▸ **Exercise objective**: With pictures left out, retype exactly the lines from the one containing "[pin] forested hillside" through the final line of the entries.

▸ **Recorded data**:
— Start —

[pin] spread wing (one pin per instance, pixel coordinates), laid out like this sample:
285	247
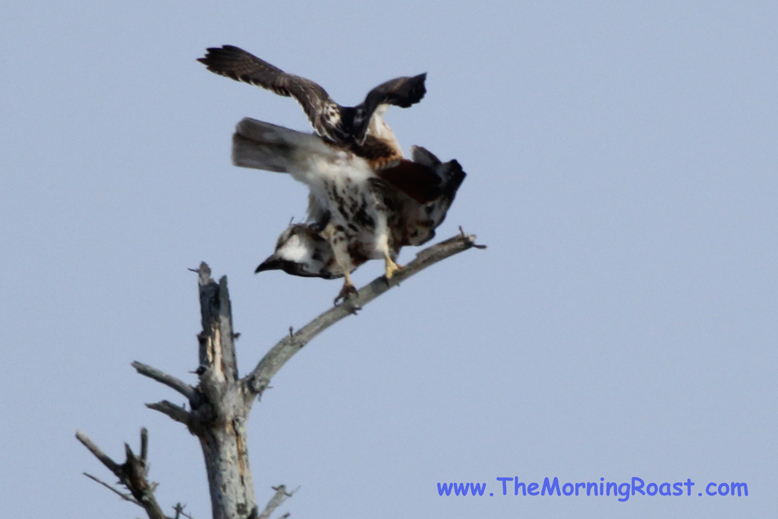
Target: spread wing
402	91
330	120
322	111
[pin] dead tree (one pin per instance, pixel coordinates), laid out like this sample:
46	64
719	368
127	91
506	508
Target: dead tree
219	405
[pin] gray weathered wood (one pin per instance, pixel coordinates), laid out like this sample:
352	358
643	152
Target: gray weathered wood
133	474
221	402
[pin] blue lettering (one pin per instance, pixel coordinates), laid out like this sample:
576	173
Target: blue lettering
504	486
550	487
444	489
636	488
460	488
475	487
624	492
738	486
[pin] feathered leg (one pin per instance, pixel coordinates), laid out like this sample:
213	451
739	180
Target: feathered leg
338	239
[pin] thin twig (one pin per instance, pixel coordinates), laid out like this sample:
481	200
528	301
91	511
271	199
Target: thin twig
177	413
280	496
258	380
131	474
169	380
126	497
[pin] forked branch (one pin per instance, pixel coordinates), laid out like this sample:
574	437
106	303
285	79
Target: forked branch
132	474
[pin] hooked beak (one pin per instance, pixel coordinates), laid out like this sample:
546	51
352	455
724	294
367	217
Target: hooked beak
272	263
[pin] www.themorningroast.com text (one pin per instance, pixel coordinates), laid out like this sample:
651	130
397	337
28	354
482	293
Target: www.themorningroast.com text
512	486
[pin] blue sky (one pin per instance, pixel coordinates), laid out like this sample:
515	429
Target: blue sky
621	162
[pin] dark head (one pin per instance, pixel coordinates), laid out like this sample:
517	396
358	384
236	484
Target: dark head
300	251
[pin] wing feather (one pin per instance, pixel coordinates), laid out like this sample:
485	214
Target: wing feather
236	63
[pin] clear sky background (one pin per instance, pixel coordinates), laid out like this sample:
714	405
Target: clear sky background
621	161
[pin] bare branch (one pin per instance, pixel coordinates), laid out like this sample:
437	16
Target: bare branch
144	446
99	454
131	474
280	496
177	413
179	508
126	497
259	378
169	380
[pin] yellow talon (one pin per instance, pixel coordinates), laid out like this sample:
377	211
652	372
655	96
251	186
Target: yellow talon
391	267
347	290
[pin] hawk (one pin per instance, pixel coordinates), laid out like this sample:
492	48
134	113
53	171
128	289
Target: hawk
360	128
374	228
348	167
301	250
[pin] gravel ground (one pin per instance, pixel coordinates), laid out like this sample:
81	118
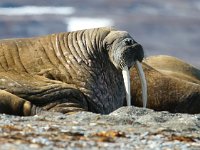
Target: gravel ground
125	128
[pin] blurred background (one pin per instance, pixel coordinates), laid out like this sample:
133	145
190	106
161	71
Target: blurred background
163	27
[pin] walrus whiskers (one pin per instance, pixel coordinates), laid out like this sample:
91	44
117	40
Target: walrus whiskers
143	83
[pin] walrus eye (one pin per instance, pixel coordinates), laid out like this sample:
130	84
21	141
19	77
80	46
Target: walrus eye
128	42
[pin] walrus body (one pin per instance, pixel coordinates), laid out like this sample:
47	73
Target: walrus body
173	85
65	72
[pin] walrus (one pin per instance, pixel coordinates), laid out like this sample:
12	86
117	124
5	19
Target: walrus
173	85
66	72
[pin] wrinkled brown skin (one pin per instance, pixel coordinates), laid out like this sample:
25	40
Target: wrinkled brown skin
65	72
173	85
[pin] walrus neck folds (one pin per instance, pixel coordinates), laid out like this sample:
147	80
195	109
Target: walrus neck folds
98	78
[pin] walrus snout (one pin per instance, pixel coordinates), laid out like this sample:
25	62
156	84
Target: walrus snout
131	55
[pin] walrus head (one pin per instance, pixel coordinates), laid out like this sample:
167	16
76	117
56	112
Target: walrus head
124	52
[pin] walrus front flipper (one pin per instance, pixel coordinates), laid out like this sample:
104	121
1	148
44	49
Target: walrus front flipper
14	105
74	101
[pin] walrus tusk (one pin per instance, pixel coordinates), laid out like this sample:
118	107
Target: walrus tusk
143	83
126	76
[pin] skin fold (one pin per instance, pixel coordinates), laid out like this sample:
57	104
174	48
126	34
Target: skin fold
172	84
66	72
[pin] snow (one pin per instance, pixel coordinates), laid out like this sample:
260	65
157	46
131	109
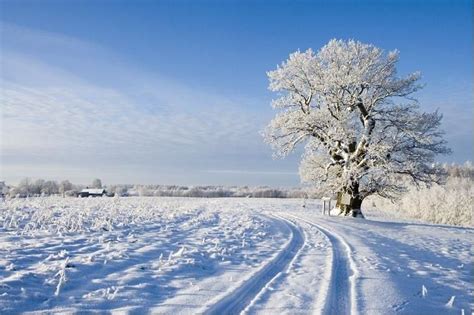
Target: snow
227	255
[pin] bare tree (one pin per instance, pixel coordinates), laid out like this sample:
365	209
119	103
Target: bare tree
362	126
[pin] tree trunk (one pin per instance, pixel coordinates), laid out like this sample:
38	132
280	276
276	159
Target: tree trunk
348	204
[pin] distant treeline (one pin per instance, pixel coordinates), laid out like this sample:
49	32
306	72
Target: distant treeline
40	187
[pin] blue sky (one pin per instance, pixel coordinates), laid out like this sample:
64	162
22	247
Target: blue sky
175	92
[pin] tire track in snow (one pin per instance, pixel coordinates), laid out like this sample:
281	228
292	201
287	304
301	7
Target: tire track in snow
340	294
237	300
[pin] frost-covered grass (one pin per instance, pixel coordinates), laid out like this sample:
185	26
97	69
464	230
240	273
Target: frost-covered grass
451	203
107	253
182	255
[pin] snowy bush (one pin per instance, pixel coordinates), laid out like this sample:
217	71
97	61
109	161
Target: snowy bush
451	203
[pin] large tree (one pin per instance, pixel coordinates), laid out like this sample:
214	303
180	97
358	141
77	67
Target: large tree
362	126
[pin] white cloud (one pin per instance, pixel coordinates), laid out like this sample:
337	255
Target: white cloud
61	119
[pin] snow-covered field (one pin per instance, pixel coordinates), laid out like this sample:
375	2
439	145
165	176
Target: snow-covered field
219	256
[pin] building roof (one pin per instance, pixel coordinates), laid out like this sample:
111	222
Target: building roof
97	191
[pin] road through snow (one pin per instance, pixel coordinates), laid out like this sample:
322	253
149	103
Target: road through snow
237	300
341	295
225	256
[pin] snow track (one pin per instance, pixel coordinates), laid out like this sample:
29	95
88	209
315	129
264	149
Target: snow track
340	290
237	300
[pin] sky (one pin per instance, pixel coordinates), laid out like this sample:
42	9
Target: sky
176	92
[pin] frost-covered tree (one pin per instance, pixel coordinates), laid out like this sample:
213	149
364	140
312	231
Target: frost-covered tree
362	126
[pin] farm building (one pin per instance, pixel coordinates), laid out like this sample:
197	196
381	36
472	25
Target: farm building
92	192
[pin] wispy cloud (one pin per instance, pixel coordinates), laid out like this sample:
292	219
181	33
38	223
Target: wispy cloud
60	118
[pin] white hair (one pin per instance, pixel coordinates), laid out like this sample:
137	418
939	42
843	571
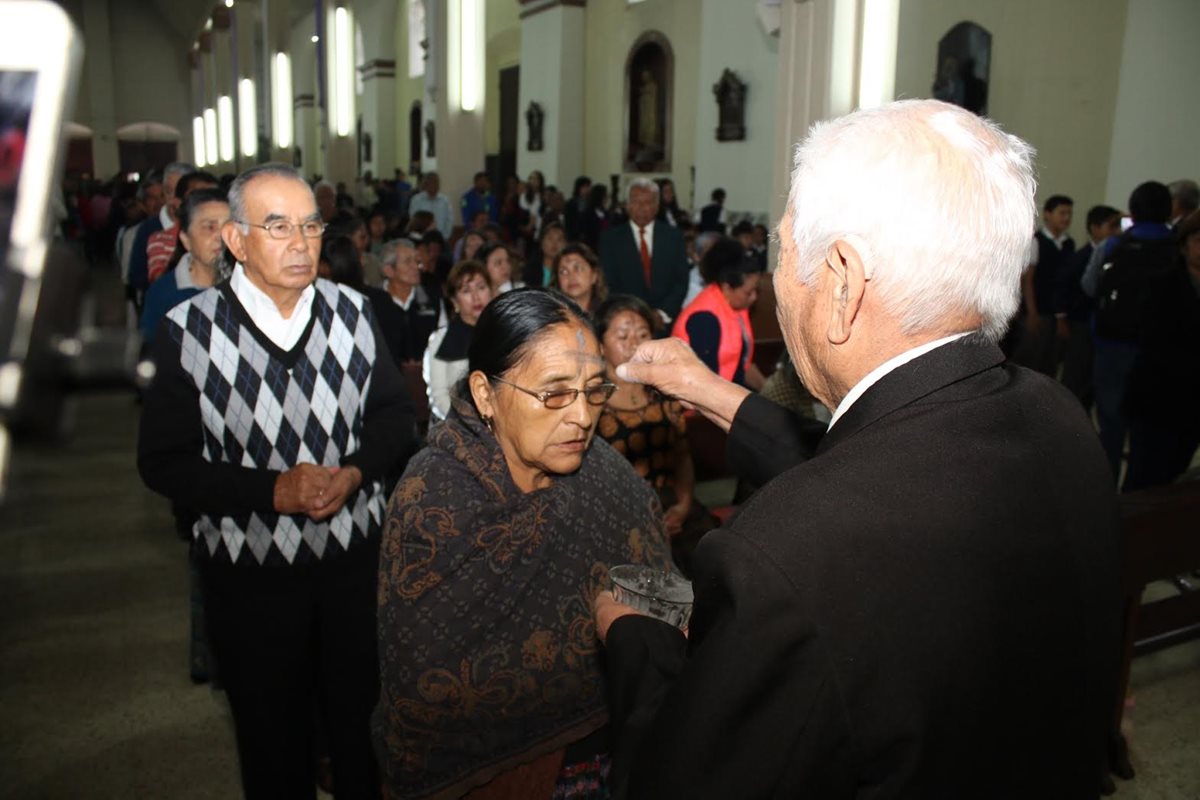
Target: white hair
937	202
642	184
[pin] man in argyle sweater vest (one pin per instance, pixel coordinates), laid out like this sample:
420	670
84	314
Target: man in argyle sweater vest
274	414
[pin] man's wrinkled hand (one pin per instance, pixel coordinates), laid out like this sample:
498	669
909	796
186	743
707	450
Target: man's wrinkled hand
607	611
300	488
343	482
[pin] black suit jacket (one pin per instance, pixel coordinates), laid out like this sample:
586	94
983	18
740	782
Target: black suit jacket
927	608
622	260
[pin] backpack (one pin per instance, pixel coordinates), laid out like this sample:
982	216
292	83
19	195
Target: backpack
1127	283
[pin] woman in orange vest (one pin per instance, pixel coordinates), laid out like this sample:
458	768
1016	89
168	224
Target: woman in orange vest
717	323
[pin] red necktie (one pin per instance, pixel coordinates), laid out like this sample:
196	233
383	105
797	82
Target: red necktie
646	257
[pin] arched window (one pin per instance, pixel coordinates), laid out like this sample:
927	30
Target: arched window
649	85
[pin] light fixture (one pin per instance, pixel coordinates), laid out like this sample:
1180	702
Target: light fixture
471	52
341	72
198	140
877	65
282	106
210	136
225	119
247	116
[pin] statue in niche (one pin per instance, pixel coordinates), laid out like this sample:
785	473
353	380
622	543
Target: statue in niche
534	119
964	61
731	103
648	110
648	102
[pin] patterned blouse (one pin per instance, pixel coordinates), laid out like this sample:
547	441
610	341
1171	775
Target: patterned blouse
647	437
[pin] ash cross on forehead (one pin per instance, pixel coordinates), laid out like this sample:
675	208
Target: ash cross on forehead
581	350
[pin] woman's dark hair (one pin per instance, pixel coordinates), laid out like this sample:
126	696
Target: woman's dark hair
1151	202
511	323
598	197
487	248
463	271
580	182
726	262
600	289
343	262
619	304
186	211
551	226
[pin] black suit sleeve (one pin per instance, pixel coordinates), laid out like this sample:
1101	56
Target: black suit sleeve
749	711
705	336
672	302
767	439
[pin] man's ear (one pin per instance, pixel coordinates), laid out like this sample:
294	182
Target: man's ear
847	286
481	392
235	240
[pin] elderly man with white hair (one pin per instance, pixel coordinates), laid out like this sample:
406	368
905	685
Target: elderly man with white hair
646	259
928	606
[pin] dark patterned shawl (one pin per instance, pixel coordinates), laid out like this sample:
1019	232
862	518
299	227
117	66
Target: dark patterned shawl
487	648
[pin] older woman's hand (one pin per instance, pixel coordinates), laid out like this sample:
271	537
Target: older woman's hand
673	368
607	611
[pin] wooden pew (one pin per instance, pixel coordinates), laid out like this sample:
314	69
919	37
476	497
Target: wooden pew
1162	540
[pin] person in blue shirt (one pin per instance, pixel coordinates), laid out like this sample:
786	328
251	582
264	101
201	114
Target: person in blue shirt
480	198
1150	205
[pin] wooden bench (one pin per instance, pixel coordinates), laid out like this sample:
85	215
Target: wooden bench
1162	540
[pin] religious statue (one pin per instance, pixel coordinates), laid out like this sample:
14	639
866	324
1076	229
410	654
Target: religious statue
534	118
731	103
964	56
648	110
648	104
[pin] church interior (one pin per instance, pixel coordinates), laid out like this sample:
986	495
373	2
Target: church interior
709	95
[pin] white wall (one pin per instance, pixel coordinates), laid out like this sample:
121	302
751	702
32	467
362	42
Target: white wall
730	36
1054	78
1157	126
552	76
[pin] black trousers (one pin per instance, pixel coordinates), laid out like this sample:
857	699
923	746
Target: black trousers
294	643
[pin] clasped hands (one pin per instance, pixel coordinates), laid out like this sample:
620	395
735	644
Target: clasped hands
318	492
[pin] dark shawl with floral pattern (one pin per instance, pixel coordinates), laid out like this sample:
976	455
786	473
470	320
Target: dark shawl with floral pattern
487	648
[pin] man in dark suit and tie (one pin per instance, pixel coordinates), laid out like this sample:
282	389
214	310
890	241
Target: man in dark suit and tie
928	606
643	258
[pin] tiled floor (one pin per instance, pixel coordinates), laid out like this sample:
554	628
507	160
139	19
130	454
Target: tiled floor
94	687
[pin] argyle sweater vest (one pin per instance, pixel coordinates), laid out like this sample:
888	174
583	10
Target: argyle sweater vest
258	413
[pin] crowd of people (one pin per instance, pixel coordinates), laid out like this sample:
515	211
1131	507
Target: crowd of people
415	599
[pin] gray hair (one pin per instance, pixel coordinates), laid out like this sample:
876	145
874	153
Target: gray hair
1186	193
642	184
389	253
177	169
238	188
945	230
154	178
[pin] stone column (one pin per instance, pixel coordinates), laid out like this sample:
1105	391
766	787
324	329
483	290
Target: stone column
459	133
96	26
552	68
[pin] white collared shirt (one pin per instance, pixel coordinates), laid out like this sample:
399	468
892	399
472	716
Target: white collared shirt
649	236
402	304
285	332
894	362
1035	252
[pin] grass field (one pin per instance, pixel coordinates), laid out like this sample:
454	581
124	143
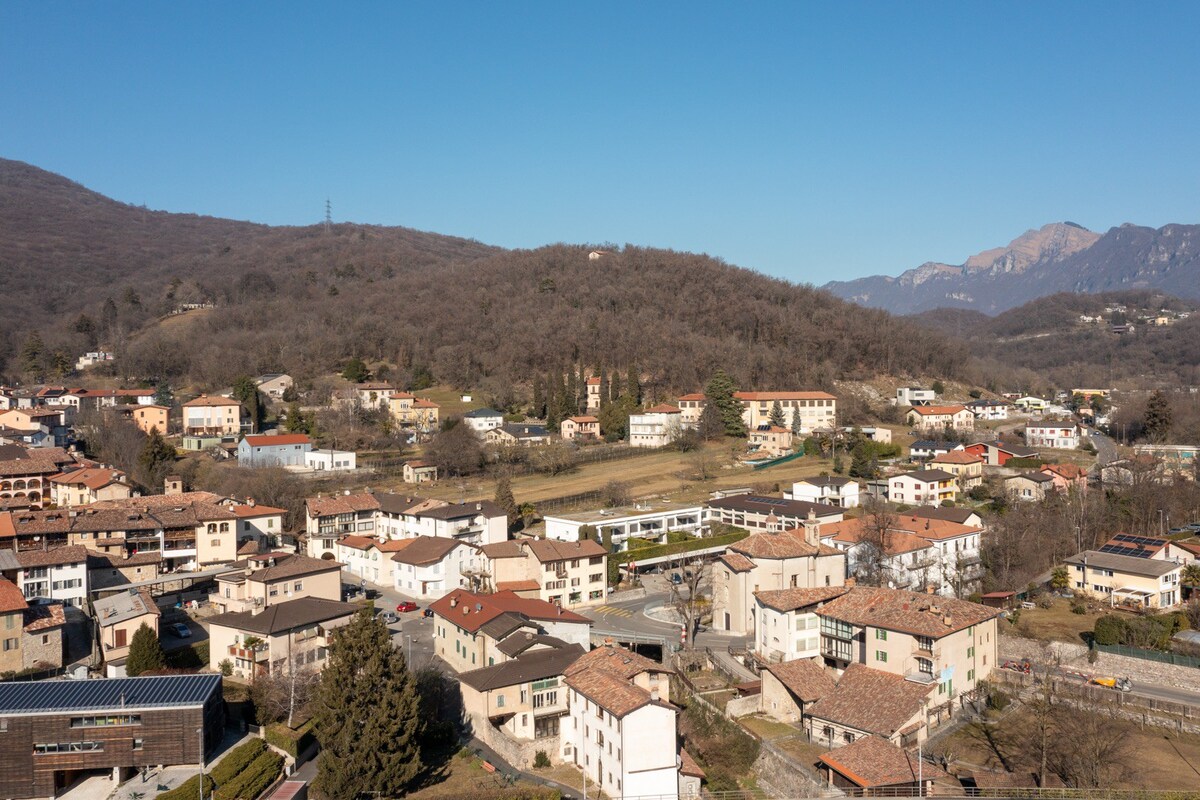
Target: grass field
667	474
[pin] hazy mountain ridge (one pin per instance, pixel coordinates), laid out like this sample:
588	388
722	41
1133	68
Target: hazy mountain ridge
1059	257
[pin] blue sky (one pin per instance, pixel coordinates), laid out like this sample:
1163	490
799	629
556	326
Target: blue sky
808	142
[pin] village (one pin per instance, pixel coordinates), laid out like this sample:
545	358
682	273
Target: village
823	591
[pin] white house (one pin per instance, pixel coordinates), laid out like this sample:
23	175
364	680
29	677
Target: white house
483	420
623	725
915	396
430	566
654	427
1055	435
833	491
641	522
921	486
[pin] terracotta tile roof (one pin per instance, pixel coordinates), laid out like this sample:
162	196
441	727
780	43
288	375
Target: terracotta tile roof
873	701
737	561
781	396
874	762
939	410
907	612
957	457
11	600
277	440
786	600
551	549
805	678
427	549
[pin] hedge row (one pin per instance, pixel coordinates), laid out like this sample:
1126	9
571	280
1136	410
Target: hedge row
189	789
237	759
676	548
253	780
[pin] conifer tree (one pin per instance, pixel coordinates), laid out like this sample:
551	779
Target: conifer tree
777	415
145	653
367	716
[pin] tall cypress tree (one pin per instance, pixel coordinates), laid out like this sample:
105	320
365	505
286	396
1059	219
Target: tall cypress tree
367	717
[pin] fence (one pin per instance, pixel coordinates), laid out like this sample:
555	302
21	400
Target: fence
1149	655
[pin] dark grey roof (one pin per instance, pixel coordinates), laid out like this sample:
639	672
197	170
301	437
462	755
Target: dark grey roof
286	615
532	666
107	695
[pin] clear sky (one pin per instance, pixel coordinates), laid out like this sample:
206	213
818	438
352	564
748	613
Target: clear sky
803	140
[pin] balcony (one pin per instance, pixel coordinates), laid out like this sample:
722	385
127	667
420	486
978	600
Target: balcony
257	654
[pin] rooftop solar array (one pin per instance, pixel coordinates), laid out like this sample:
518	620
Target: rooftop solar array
105	695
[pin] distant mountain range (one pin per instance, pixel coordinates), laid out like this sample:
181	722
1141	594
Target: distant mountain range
1060	257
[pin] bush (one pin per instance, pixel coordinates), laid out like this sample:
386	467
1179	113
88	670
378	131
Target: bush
253	780
189	789
237	759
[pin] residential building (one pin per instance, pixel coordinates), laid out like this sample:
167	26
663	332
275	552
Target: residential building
280	450
1133	582
430	566
517	433
213	416
786	624
941	417
277	639
967	468
759	512
927	449
771	440
271	578
923	638
640	521
910	552
1029	486
999	453
563	573
915	396
419	471
89	485
826	489
874	767
790	687
771	560
483	420
655	427
1053	435
623	726
580	427
118	618
989	409
468	629
921	486
59	729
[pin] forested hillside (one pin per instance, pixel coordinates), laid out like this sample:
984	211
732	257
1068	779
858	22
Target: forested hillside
83	270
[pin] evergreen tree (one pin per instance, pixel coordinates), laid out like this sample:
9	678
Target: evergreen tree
157	458
145	653
505	500
1157	421
719	392
777	415
367	715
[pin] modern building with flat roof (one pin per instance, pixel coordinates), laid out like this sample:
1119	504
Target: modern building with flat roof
55	732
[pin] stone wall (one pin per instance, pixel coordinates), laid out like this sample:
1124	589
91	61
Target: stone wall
1074	656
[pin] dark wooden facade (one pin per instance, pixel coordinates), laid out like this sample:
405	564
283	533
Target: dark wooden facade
160	737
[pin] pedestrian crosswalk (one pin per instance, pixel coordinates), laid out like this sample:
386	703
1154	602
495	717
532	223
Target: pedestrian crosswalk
613	611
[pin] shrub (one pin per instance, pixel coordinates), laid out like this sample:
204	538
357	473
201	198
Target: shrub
237	759
189	789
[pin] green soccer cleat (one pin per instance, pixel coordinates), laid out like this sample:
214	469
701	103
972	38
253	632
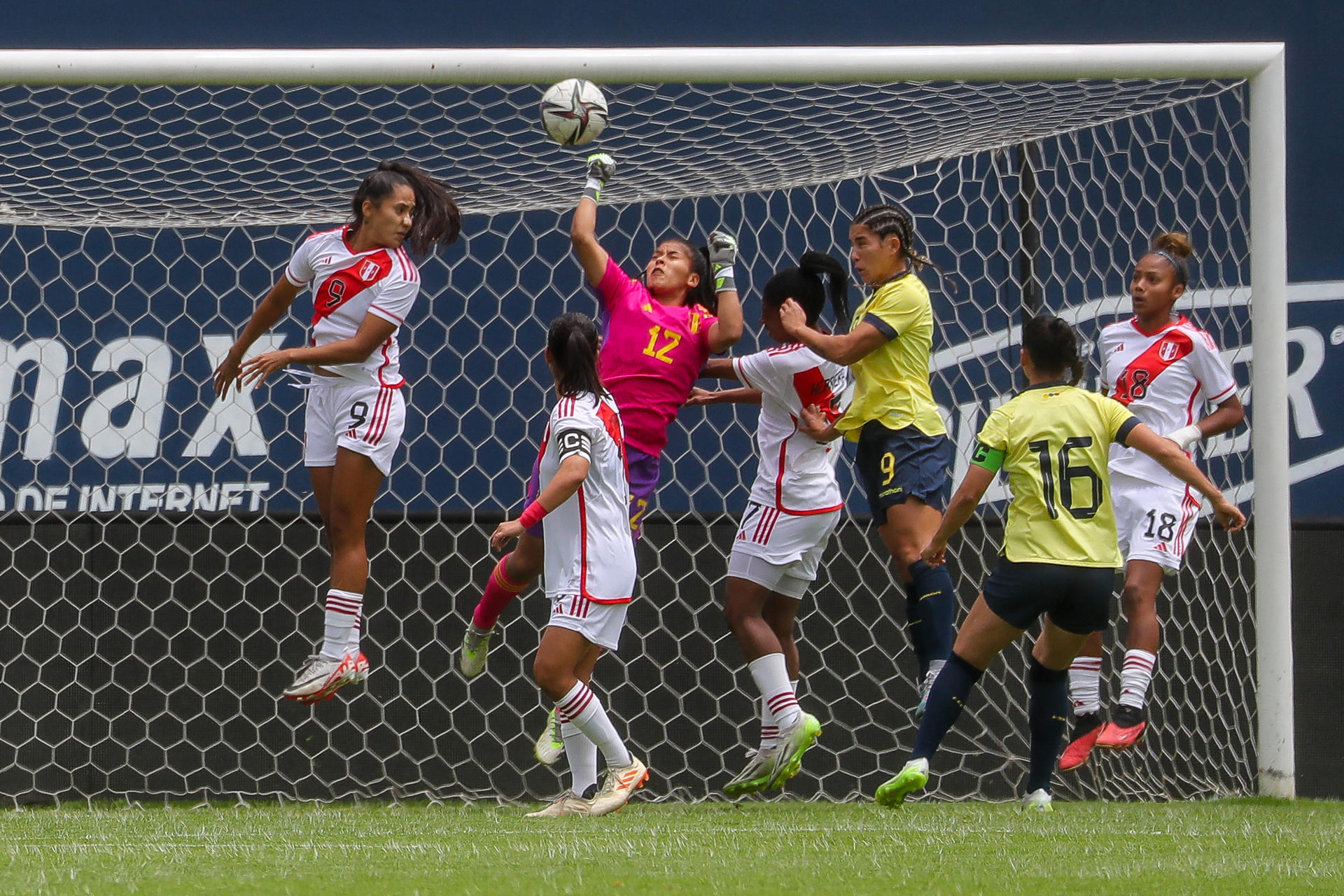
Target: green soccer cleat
550	746
793	742
756	777
476	648
910	780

— End —

▸ **Solved problem**:
[pin] forested hillside (one pin per instance, pixel coordinates), laid out like this sample:
984	211
732	257
1068	779
858	22
Target: forested hillside
83	270
[pin] evergreen tree (one pin per instance, pixel coordinates), laid out like this sample:
9	678
Target: evergreen tree
157	458
145	653
505	500
1157	421
719	392
777	415
367	715
[pin] modern building with flat roof (one pin per instance, pixel coordinates), laid out like this sample:
1119	504
Target: modern building with flat roof
55	732
[pin] stone wall (one pin per instance, pixel coordinates), laid out like this sample:
1124	589
91	61
Target: stone wall
1074	656
[pin] dark wooden facade (one pin per instance, pixel coordinates), laid out like this sample:
405	564
283	533
Target: dark wooden facade
160	737
[pin] pedestrian crosswalk (one pin per instance, pixel coordinates), laid out like this sample:
386	703
1154	602
495	717
532	223
Target: pedestrian crosswalk
613	611
[pin] shrub (one pin per instance, pixel coordinates), laid out like this sample:
204	538
357	473
201	198
Target: shrub
237	759
189	789
[pin] green soccer cleat (one pin per instance, pixel coordinates), laid out like this sample:
214	469
701	103
972	38
253	632
Target: green soccer cleat
550	746
793	742
756	777
476	648
910	780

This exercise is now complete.